= DIRECTIONS FOR THIS TASK =
The following data needs to be repeated exactly, with all images excluded.

= DATA FOR THIS EXERCISE =

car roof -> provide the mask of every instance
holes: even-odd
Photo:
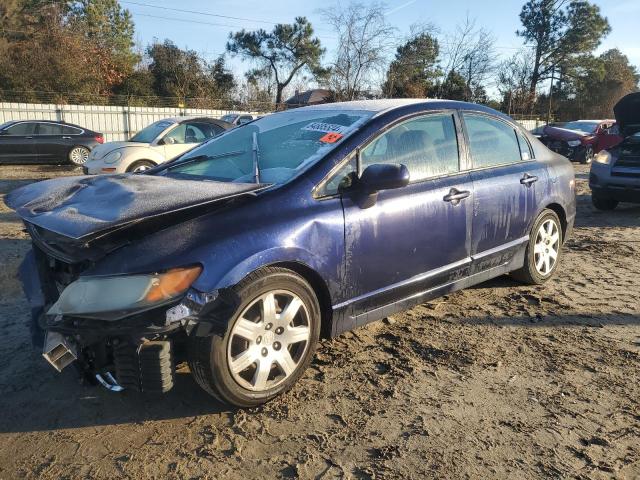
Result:
[[[80,130],[92,131],[87,127],[82,127],[80,125],[76,125],[75,123],[62,122],[60,120],[47,120],[44,118],[27,118],[25,120],[9,120],[5,122],[3,125],[14,125],[16,123],[55,123],[56,125],[66,125],[68,127],[79,128]]]
[[[435,98],[383,98],[378,100],[354,100],[350,102],[323,103],[320,105],[310,105],[308,107],[300,107],[295,110],[314,111],[314,110],[360,110],[372,112],[373,117],[377,117],[392,110],[410,108],[416,106],[424,106],[424,110],[436,109],[457,109],[457,110],[474,110],[479,112],[491,113],[493,115],[509,118],[505,114],[498,112],[492,108],[477,103],[460,102],[457,100],[442,100]],[[291,110],[288,110],[291,112]]]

= EXERCISE RESULT =
car roof -> provide the mask of every instance
holes: even-odd
Photo:
Result:
[[[80,130],[92,131],[87,127],[82,127],[80,125],[76,125],[75,123],[62,122],[60,120],[47,120],[44,118],[27,118],[25,120],[9,120],[5,122],[3,125],[14,125],[16,123],[55,123],[56,125],[66,125],[68,127],[79,128]]]
[[[435,98],[383,98],[378,100],[354,100],[350,102],[323,103],[320,105],[310,105],[308,107],[300,107],[295,110],[314,111],[314,110],[360,110],[372,112],[373,117],[377,117],[392,110],[410,108],[416,106],[424,106],[424,110],[436,109],[457,109],[457,110],[474,110],[479,112],[491,113],[493,115],[509,118],[505,114],[498,112],[492,108],[477,103],[460,102],[457,100],[442,100]],[[291,110],[288,110],[291,112]]]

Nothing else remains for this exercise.